— BEGIN DATASET —

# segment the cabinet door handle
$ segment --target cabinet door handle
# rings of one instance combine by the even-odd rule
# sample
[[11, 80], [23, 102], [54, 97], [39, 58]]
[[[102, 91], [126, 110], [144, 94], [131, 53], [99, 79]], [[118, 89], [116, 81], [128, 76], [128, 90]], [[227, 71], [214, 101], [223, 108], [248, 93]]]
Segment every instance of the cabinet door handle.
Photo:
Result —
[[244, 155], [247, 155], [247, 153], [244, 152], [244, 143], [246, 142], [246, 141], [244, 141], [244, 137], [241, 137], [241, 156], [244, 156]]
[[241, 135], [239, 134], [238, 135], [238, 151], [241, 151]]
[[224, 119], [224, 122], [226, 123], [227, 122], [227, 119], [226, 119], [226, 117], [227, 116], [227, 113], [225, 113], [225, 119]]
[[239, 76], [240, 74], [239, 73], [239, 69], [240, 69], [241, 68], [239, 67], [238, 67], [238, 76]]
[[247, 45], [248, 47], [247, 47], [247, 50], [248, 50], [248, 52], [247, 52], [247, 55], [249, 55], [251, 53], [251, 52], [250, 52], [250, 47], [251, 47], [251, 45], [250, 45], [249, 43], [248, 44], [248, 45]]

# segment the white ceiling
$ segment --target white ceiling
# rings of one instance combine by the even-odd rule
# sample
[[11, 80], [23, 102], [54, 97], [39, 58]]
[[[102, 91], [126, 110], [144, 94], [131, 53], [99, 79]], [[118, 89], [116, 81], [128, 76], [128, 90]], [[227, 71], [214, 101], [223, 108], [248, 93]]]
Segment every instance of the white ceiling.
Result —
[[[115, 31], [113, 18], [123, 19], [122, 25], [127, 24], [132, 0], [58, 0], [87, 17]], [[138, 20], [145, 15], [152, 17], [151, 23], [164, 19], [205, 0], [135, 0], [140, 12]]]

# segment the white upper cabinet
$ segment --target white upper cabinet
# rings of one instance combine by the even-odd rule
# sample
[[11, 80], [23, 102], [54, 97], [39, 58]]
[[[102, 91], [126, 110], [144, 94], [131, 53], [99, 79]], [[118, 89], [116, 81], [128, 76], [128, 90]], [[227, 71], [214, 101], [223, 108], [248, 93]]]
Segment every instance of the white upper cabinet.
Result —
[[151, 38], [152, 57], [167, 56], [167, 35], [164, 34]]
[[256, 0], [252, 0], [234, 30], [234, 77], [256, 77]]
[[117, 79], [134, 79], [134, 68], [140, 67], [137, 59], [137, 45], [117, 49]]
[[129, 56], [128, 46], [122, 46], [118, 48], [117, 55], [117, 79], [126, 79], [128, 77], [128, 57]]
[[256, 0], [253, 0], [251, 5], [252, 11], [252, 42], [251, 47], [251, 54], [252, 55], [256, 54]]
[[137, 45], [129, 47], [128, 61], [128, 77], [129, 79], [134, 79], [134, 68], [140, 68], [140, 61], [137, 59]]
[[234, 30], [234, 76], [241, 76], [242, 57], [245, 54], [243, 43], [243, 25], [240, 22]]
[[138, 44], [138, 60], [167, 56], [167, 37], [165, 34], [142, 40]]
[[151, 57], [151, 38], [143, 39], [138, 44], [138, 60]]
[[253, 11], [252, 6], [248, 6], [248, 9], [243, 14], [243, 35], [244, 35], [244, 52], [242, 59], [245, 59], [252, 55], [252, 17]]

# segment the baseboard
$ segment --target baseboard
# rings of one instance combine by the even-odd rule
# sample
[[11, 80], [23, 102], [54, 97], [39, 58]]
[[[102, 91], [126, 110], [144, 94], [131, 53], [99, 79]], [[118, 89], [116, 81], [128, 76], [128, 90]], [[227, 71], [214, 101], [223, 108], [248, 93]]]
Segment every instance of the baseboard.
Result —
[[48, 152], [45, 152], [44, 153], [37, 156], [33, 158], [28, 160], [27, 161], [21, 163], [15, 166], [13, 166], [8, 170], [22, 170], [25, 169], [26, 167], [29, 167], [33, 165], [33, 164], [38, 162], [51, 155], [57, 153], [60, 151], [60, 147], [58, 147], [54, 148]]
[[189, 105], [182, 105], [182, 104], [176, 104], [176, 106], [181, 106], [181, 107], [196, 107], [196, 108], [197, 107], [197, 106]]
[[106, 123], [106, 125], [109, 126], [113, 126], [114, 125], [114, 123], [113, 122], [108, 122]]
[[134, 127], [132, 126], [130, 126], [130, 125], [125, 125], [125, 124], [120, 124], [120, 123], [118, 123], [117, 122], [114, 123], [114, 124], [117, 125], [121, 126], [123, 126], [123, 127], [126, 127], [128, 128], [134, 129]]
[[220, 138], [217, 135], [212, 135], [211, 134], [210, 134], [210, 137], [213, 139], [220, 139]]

— END DATASET —

(REQUEST) Rewrite all of the lines above as a Markdown table with the columns Row and Line, numbering each row and omitting blank lines.

(ANSWER TO THIS PROBLEM)
| Row | Line |
|---|---|
| 1 | # segment the cabinet door handle |
| 2 | $ segment --target cabinet door handle |
| 3 | # rings of one instance combine by the even-odd rule |
| 4 | # sample |
| 5 | [[11, 80], [23, 102], [54, 97], [39, 58]] |
| 6 | [[[102, 91], [126, 110], [144, 94], [131, 53], [99, 79]], [[118, 89], [116, 81], [128, 76], [128, 90]], [[227, 71], [214, 101], [223, 108], [248, 93]]] |
| 7 | Segment every instance of the cabinet door handle. |
| 8 | Photo: |
| 9 | Result — |
| 10 | [[244, 155], [247, 155], [247, 153], [244, 152], [244, 143], [246, 142], [246, 141], [244, 141], [244, 137], [241, 137], [241, 156], [244, 156]] |
| 11 | [[241, 135], [239, 134], [238, 135], [238, 151], [241, 151]] |
| 12 | [[224, 119], [224, 122], [226, 123], [227, 122], [227, 119], [226, 119], [226, 117], [227, 116], [227, 113], [225, 113], [225, 119]] |
| 13 | [[239, 76], [240, 74], [239, 73], [239, 69], [240, 69], [241, 68], [239, 67], [238, 67], [238, 76]] |
| 14 | [[247, 45], [248, 47], [247, 47], [247, 50], [248, 50], [248, 52], [247, 52], [247, 55], [249, 55], [251, 53], [251, 52], [250, 52], [250, 47], [251, 47], [251, 45], [250, 45], [249, 43], [248, 44], [248, 45]] |
| 15 | # segment the white ceiling |
| 16 | $ segment --target white ceiling |
| 17 | # rings of one instance combine by the even-odd rule |
| 18 | # sample |
| 19 | [[11, 80], [23, 102], [54, 97], [39, 58]] |
| 20 | [[[102, 91], [126, 110], [144, 94], [131, 53], [99, 79]], [[118, 89], [116, 81], [128, 76], [128, 90]], [[227, 71], [214, 101], [223, 108], [248, 93]]] |
| 21 | Segment every instance of the white ceiling. |
| 22 | Result — |
| 23 | [[[115, 31], [113, 18], [123, 19], [122, 25], [127, 24], [132, 0], [58, 0], [87, 17]], [[138, 20], [145, 15], [152, 17], [151, 23], [164, 19], [205, 0], [135, 0], [140, 12]]] |
| 24 | # segment the white upper cabinet |
| 25 | $ segment --target white upper cabinet |
| 26 | # rings of one instance combine by the even-odd rule |
| 27 | # sample |
| 28 | [[11, 80], [23, 102], [54, 97], [39, 58]] |
| 29 | [[[102, 91], [126, 110], [144, 94], [131, 53], [99, 79]], [[118, 89], [116, 81], [128, 76], [128, 90]], [[227, 71], [214, 101], [223, 108], [248, 93]]] |
| 30 | Segment every instance of the white upper cabinet. |
| 31 | Result — |
| 32 | [[151, 38], [152, 57], [167, 56], [167, 35], [164, 34]] |
| 33 | [[256, 0], [252, 0], [234, 30], [234, 77], [256, 77]] |
| 34 | [[117, 79], [134, 79], [134, 68], [140, 67], [137, 59], [137, 45], [117, 49]] |
| 35 | [[129, 56], [128, 46], [122, 46], [118, 48], [117, 55], [117, 79], [126, 79], [128, 77], [128, 57]] |
| 36 | [[256, 0], [253, 0], [251, 5], [252, 11], [252, 42], [251, 47], [251, 54], [252, 55], [256, 54]] |
| 37 | [[137, 45], [129, 47], [128, 61], [128, 77], [129, 79], [134, 79], [134, 68], [140, 68], [140, 61], [137, 59]] |
| 38 | [[234, 30], [234, 76], [241, 76], [242, 57], [245, 54], [243, 43], [243, 25], [240, 22]] |
| 39 | [[138, 44], [138, 60], [167, 56], [167, 37], [165, 34], [142, 40]] |
| 40 | [[151, 57], [151, 38], [143, 39], [138, 44], [138, 60]] |
| 41 | [[253, 11], [252, 6], [248, 6], [248, 9], [243, 14], [243, 35], [244, 35], [244, 52], [242, 59], [245, 59], [252, 55], [252, 17]] |
| 42 | # segment the baseboard |
| 43 | $ segment --target baseboard |
| 44 | # rings of one instance combine by the even-odd rule |
| 45 | # sample |
| 46 | [[11, 80], [23, 102], [54, 97], [39, 58]] |
| 47 | [[[102, 91], [126, 110], [144, 94], [131, 53], [99, 79]], [[118, 89], [116, 81], [128, 76], [128, 90]], [[227, 71], [214, 101], [223, 108], [248, 93]]] |
| 48 | Segment every instance of the baseboard. |
| 49 | Result — |
| 50 | [[48, 152], [45, 152], [44, 153], [37, 156], [33, 158], [28, 160], [27, 161], [21, 163], [15, 166], [13, 166], [8, 170], [22, 170], [25, 169], [26, 167], [29, 167], [33, 165], [33, 164], [38, 162], [51, 155], [57, 153], [60, 151], [60, 147], [58, 147], [54, 148]] |
| 51 | [[189, 105], [182, 105], [182, 104], [176, 104], [176, 106], [181, 106], [181, 107], [196, 107], [196, 108], [197, 107], [197, 106]] |
| 52 | [[106, 123], [106, 125], [109, 126], [113, 126], [114, 125], [114, 123], [113, 122], [108, 122]] |
| 53 | [[134, 127], [132, 126], [130, 126], [130, 125], [125, 125], [125, 124], [120, 124], [120, 123], [118, 123], [117, 122], [114, 123], [114, 124], [117, 125], [121, 126], [123, 126], [123, 127], [126, 127], [128, 128], [134, 129]] |
| 54 | [[220, 138], [217, 135], [212, 135], [211, 134], [210, 134], [210, 137], [213, 139], [220, 139]] |